_Written problem A_
The article on First Person Questions pairs several business-language labels with buyer-language rewrites. List every such pair it gives.

_Document excerpt_
>>>

TLDR: First Person Questions means writing your headings, links, and labels in the language your buyer actually uses, so the content feels like it answers their exact question rather than describes a topic.

 

Consider the difference between “Pricing” and “How much does it cost?” Both point to the same information. But one is written for the business and the other is written for the buyer. And buyers respond to the one that sounds like them.

Most websites and sales materials are written from the seller’s point of view. Categories, labels, and headings describe what the business does or what it offers. But buyers are not thinking in those terms. They are thinking in questions: what will I get? how does it work? is it right for me?

First Person Questions is the practice of rewriting your content to reflect those questions. When a heading sounds like something the buyer would ask, the content feels relevant before they have even read it. And that feeling of relevance drives engagement.

What Are First Person Questions?

First Person Questions are headings, links, and labels written in the buyer’s language rather than the business’s language. “Benefits” becomes “What will I get?” and “How It Works” becomes “How does this work for me?”

The principle applies anywhere you present information to a buyer: website pages, FAQ sections, proposals, sales decks, and onboarding materials. In each case, the question is the same. Would a real buyer phrase this heading the way you have written it? If not, rewrite it in their voice.

You will notice that the headings on this very page follow this approach. Each section title takes the form of a question the reader might ask. That is not an accident. It is an example of the concept in action.

Why Do First Person Questions Work?

They work because humans are self-focused. We pay most attention to things that relate directly to us. When a heading uses the word “I” or “my,” it registers as personal. It feels like it was written for you rather than for a general audience. And that sense of direct relevance makes you more likely to read on.

It also works because it reduces the effort of understanding. “Pricing” requires translation. “How much does it cost?” needs none. The connection is instant.

There is also an SEO angle. People search in natural language, often as questions. A page titled in the same language as a buyer’s search is more likely to match what they needed. So First Person Questions can improve both engagement on the page and findability before it.

How Can You Use First Person Questions?

Rewrite your website headings in the buyer’s voice

Start by listing all the section headings on your website. Then ask yourself: would a buyer actually phrase it this way? If not, rewrite it as the question they would ask. “About Us” becomes “Who are you and why should I care?” “Services” becomes “What can you help me with?” This simple pass can transform how visitors experience your site.

Apply it to FAQ sections and proposals

FAQ sections are the most natural home for First Person Questions. Every entry is already a question. But many FAQs use business language rather than buyer language. So review yours and check whether each question sounds like something a real buyer would actually ask. If it sounds like something a company would write about itself, rewrite it from the buyer’s point of view.

Listen to how buyers actually talk

The best source of First Person Questions is your buyers themselves. Listen to the questions on discovery calls, in your inbox, and in your search data. Those are the exact phrasings to use. Copy written in your buyers’ language feels made for them. Because it was.

<<<

_Extracted data_
>>>

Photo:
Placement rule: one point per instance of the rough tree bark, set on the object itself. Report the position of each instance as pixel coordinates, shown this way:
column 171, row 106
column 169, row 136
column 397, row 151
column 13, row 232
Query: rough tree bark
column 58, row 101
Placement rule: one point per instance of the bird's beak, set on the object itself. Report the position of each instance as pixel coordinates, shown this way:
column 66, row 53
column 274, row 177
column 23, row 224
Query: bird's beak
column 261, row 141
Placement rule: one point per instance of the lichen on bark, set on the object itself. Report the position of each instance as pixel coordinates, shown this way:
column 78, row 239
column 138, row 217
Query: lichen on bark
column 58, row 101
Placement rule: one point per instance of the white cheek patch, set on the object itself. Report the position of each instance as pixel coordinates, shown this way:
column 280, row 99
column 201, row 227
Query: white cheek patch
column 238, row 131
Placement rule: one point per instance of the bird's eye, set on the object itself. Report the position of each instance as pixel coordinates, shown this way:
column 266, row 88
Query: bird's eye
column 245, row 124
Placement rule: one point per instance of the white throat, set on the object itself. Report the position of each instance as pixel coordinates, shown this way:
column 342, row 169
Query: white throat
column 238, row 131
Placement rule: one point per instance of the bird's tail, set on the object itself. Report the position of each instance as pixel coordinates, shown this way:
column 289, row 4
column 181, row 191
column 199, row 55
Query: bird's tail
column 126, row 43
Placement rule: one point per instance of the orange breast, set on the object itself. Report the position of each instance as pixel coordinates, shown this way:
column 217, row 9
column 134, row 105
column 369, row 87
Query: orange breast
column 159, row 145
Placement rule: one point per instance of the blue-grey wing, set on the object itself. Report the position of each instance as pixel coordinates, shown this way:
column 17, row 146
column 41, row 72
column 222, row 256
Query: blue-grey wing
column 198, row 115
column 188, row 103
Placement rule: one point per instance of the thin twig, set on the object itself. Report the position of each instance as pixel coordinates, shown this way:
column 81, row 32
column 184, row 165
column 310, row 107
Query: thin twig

<<<

_Written problem B_
Retype the part of the listing that opens with the line containing "Placement rule: one point per instance of the blue-grey" and closes with the last line of the listing.

_Full response A_
- "Pricing" → "How much does it cost?"
- "Benefits" → "What will I get?"
- "How It Works" → "How does this work for me?"
- "About Us" → "Who are you and why should I care?"
- "Services" → "What can you help me with?"

_Full response B_
Placement rule: one point per instance of the blue-grey wing, set on the object itself. Report the position of each instance as pixel coordinates, shown this way:
column 17, row 146
column 41, row 72
column 222, row 256
Query: blue-grey wing
column 198, row 115
column 188, row 103
Placement rule: one point per instance of the thin twig, set on the object itself. Report the position of each instance as pixel coordinates, shown this way:
column 81, row 32
column 184, row 165
column 310, row 107
Query: thin twig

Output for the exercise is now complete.